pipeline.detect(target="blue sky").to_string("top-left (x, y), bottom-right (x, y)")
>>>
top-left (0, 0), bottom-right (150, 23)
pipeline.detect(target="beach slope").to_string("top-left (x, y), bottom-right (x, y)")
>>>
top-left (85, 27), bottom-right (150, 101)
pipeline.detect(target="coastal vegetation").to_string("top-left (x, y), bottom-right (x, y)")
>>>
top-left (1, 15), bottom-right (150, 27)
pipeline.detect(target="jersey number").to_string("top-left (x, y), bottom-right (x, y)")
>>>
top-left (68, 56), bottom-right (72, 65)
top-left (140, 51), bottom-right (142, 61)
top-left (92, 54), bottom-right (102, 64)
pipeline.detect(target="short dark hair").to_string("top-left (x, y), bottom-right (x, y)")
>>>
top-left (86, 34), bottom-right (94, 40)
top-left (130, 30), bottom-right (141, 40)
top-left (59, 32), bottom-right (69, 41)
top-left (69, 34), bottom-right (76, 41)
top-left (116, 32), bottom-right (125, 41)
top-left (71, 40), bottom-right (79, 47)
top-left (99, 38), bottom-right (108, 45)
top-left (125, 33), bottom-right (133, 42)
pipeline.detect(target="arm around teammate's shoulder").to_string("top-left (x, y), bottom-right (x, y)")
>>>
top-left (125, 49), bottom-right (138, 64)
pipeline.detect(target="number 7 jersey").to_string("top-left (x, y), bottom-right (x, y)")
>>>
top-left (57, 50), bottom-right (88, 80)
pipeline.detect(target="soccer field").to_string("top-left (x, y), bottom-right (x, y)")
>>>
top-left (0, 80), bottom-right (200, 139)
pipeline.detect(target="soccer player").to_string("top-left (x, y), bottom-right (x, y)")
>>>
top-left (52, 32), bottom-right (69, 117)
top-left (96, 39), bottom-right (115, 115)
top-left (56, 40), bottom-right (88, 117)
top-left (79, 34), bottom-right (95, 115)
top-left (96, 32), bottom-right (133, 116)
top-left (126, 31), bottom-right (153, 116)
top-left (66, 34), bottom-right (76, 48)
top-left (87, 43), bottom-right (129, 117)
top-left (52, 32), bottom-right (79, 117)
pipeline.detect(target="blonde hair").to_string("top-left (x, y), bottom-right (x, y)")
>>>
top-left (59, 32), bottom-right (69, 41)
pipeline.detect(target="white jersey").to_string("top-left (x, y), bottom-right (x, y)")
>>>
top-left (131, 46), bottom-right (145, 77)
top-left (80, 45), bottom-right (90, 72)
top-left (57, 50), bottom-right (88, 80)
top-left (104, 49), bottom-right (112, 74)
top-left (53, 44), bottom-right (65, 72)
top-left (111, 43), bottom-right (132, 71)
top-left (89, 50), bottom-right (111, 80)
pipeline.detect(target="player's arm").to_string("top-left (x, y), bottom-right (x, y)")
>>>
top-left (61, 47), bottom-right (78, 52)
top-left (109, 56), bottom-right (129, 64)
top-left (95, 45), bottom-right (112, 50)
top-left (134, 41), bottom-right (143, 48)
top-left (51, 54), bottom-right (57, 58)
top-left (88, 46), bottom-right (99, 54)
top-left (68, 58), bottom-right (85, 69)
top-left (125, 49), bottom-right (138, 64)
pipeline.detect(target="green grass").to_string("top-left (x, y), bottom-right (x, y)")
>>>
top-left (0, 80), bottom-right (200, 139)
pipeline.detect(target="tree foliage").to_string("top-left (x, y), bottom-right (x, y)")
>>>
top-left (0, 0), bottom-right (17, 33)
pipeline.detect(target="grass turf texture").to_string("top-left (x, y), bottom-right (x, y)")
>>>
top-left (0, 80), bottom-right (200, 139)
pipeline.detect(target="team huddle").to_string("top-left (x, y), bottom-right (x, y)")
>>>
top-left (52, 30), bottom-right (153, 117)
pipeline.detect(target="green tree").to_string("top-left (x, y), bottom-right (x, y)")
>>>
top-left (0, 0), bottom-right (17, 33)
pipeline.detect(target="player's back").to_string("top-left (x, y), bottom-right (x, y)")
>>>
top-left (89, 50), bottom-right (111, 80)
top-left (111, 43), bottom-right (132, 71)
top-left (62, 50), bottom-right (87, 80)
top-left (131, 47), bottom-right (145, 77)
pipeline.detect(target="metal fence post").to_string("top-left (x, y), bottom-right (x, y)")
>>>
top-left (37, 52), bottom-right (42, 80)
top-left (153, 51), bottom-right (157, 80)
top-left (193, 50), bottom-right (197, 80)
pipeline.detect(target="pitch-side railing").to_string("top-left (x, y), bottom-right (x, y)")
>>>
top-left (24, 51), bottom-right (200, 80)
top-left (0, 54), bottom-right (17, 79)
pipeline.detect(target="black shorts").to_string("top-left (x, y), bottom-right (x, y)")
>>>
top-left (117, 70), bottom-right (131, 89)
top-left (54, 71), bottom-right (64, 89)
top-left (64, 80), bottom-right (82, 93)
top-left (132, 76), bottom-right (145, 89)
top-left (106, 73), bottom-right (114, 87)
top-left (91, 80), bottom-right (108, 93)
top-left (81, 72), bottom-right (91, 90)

----------------

When a line in the data holds the word "number", show that line.

pipeline.detect(target="jersey number").to_string("top-left (x, y), bottom-right (x, y)")
pipeline.detect(target="number 7 jersey").to_string("top-left (x, y), bottom-right (x, y)")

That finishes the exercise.